On March 15th, 2020, in response to the growing covid-19 pandemic, Charlie Baker, the governor of Massachusetts announced statewide restrictions on restaurants and bars, mandating that they close their dining rooms and offer only takeout or delivery service. Two days later, as the restrictions went into effect, the Cambridge cafe where I work closed. A week later all “non-essential” businesses were ordered closed to the public. As the weeks went by, people were urged to stay home as much as possible and more restrictions arrived - grocery stores operating at 40% capacity, basketball hoops in public parks removed, face coverings required in public. As I write this, the orders have been extended yet again. We don't know how long this strange period will last.
Not working, I immediately started noticing the signs up in restaurants and stores advising their customers of their new situation. Some were carefully done, others appeared hastily slapped into the window, scribbled with whatever marker on whatever paper was at hand. Some were misspelled, at least one seemed clearly made by a child (a very careful and artistic child).
I started keeping a look out for them as I biked or walked past the many businesses that make up my (now smaller) geographic radius. I started photographing them and making a small drawing of each sign. I am often interested in documentary style work, but I am not a photographer or a filmmaker. Even in taking quick reference photos on my cell phone camera I noticed that the signs were often difficult to make out, marred by reflections on the glass doors or windows. The photos were filled with distracting visual information. Painstakingly drawing and water coloring them, I rendered them clear and able to be understood. I found a different way to document.

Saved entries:
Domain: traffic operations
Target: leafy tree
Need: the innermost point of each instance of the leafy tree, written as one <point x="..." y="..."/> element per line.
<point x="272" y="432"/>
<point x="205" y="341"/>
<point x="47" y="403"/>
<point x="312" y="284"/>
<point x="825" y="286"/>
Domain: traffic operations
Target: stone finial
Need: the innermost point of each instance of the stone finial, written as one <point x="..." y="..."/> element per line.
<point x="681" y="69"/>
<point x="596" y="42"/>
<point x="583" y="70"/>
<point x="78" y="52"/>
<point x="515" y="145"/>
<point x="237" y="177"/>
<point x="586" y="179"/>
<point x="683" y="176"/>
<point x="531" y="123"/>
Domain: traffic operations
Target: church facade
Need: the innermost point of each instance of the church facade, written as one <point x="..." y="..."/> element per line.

__EXERCISE SET__:
[1] In the text about pandemic shop signs, what capacity were grocery stores limited to under the added restrictions?
[2] Continue the text about pandemic shop signs from its final sentence.

__REPLIES__:
[1] 40% capacity

[2]
There is something interesting and intimate about copying someone’s handwriting. I approached this process as making a drawing, not making a sign. I observed the shapes of the letters, the particular angles of one person’s particular way of writing, the thickness of the line. I imagined the motion of their hands, what it would take to give their letters a jaunty slope, or how they ran out of space at the edge of the page.
I started to find these signs so moving, that their existence captures a strange moment in a person’s life. Someone made these by hand. They didn't send them out to a graphic designer or have them professionally printed. They didn't even print them off on a home or office printer. There’s a desperation in some of them- the PANERA IS OPEN signs frantically littering the Porter Square parking lot. Some worker assigned to the task of making sure that people knew that they were open. The signs become about individual workers with their individual handwriting, no longer about the business or the company they are advertising. I don't have a lot to say about the big picture of what this situation means for the future of the American economy, but I am interested in the workers. May they have good health, full paychecks and new markers.